[Instructions for the task] Edit the data from the line with "For the glossy" to the line with "For the green" by changing "marker" to "pin", leaving everything else unchanged, and give back only those lines.

[Records for this task]
....

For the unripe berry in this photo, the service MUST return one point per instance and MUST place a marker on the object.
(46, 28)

....

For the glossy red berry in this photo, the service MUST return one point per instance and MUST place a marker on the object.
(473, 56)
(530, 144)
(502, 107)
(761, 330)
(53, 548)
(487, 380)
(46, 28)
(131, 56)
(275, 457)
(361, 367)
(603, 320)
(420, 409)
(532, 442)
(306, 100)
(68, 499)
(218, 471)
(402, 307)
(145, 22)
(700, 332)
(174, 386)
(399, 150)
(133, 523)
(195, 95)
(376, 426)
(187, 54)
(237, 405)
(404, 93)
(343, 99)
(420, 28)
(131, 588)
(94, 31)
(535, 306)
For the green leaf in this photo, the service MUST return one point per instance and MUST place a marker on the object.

....

[Task output]
For the glossy red berry in this photo, the service MUST return one point per instance and MUST place a pin on the object.
(473, 56)
(530, 144)
(502, 107)
(761, 330)
(53, 548)
(487, 380)
(46, 28)
(131, 56)
(275, 457)
(361, 367)
(603, 320)
(420, 409)
(532, 442)
(306, 100)
(68, 499)
(218, 471)
(402, 307)
(145, 22)
(700, 332)
(174, 386)
(399, 150)
(133, 523)
(195, 95)
(376, 426)
(187, 54)
(237, 405)
(404, 93)
(343, 99)
(420, 28)
(131, 588)
(94, 31)
(535, 306)
For the green leaf in this photo, the service MUST return one point per instance and MUST place a pin on the object.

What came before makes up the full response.